Excerpts of bounding box data:

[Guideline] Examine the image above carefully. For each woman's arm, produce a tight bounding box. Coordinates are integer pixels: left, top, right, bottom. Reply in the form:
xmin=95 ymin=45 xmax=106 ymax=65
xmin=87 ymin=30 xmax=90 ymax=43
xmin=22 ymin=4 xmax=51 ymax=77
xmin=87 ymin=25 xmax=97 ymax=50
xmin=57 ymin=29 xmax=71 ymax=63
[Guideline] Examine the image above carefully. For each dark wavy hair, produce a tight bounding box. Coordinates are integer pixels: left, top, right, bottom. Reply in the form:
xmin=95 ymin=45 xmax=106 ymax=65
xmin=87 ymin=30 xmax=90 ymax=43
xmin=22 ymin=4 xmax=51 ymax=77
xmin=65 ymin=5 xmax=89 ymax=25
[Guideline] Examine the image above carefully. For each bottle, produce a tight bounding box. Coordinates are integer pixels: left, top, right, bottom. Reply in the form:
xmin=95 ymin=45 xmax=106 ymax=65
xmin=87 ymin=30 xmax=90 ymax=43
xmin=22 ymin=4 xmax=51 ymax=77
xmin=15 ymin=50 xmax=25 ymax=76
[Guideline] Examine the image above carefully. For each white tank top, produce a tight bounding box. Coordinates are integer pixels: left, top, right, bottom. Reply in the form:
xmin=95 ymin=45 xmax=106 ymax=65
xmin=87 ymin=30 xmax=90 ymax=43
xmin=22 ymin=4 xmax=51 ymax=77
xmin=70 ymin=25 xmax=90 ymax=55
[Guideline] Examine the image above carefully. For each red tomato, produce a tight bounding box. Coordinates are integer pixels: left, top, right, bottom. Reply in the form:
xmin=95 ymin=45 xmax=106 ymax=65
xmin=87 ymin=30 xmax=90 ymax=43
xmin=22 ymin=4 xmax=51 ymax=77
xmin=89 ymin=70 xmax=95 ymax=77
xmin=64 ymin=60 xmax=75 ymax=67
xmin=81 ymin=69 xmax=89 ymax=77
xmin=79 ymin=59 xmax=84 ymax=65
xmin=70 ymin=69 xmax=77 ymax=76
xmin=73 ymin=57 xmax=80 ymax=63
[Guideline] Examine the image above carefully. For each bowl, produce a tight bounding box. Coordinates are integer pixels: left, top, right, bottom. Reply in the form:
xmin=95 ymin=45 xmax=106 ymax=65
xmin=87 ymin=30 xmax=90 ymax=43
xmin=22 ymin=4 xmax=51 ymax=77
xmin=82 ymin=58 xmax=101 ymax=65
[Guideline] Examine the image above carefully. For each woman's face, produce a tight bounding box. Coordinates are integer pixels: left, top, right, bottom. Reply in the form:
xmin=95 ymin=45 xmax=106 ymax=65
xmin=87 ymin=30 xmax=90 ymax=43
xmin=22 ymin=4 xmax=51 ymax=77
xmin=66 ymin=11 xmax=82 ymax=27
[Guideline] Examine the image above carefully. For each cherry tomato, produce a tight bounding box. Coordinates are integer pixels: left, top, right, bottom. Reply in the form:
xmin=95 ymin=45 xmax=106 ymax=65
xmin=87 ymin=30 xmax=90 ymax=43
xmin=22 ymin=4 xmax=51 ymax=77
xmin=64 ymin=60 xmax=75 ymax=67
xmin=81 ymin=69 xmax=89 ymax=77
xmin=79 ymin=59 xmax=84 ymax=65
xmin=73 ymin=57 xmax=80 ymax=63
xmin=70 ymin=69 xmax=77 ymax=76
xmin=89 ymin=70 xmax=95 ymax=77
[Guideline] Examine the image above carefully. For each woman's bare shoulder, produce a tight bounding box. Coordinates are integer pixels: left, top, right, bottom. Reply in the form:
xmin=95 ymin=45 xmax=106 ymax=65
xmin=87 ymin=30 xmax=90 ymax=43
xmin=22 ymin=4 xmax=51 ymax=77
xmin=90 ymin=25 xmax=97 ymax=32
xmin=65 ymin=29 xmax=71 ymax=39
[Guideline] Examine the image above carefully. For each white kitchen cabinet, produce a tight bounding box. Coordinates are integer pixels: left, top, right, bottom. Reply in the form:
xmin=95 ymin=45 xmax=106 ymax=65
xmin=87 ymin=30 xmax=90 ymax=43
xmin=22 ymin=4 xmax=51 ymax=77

- _DO THIS_
Retype the part of the listing that opens with the line containing "each bowl, produce" and closes with the line containing "xmin=66 ymin=11 xmax=82 ymax=27", keeping every line unchanged.

- _THE RESULT_
[Guideline] Examine the image above carefully. For each bowl, produce a tight bounding box. Coordinates are integer pixels: left, top, right, bottom. Reply in the form:
xmin=95 ymin=45 xmax=106 ymax=65
xmin=87 ymin=30 xmax=90 ymax=43
xmin=22 ymin=4 xmax=51 ymax=77
xmin=82 ymin=58 xmax=101 ymax=65
[Guideline] Examine the image above carefully. For each woman's face, produce a tight bounding box. Coordinates are integer pixels: left, top, right, bottom. Reply in the form:
xmin=95 ymin=45 xmax=106 ymax=65
xmin=87 ymin=30 xmax=90 ymax=43
xmin=22 ymin=4 xmax=51 ymax=77
xmin=66 ymin=11 xmax=82 ymax=27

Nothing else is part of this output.